Reprenez les lignes ci-dessous en substituant "nonzero" à "even-odd" partout, sans rien modifier d'autre.

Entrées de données

==*==

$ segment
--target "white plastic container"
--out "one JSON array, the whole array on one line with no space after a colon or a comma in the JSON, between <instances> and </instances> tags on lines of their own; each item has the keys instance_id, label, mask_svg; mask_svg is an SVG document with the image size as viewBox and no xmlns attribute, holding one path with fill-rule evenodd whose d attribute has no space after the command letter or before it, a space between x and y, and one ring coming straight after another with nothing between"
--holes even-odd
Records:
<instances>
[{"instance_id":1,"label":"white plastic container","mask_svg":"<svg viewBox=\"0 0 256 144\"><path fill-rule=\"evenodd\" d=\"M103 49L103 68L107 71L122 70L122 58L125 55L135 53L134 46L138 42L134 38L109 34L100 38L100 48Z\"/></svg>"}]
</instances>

==*==

* **RÉPONSE**:
$ segment
--target "white plastic container"
--out "one JSON array, the whole array on one line with no space after a colon or a comma in the JSON, between <instances> and </instances> tags on lines of their own; each item has the keys instance_id, label, mask_svg; mask_svg is an SVG document with the image size as viewBox and no xmlns attribute, holding one path with fill-rule evenodd whose d attribute has no space after the command letter or before it, a space between x and y, and one ring coming straight after another with nothing between"
--holes nonzero
Records:
<instances>
[{"instance_id":1,"label":"white plastic container","mask_svg":"<svg viewBox=\"0 0 256 144\"><path fill-rule=\"evenodd\" d=\"M103 49L103 68L107 71L122 70L122 58L125 55L135 53L134 46L138 42L134 38L109 34L100 38L100 48Z\"/></svg>"}]
</instances>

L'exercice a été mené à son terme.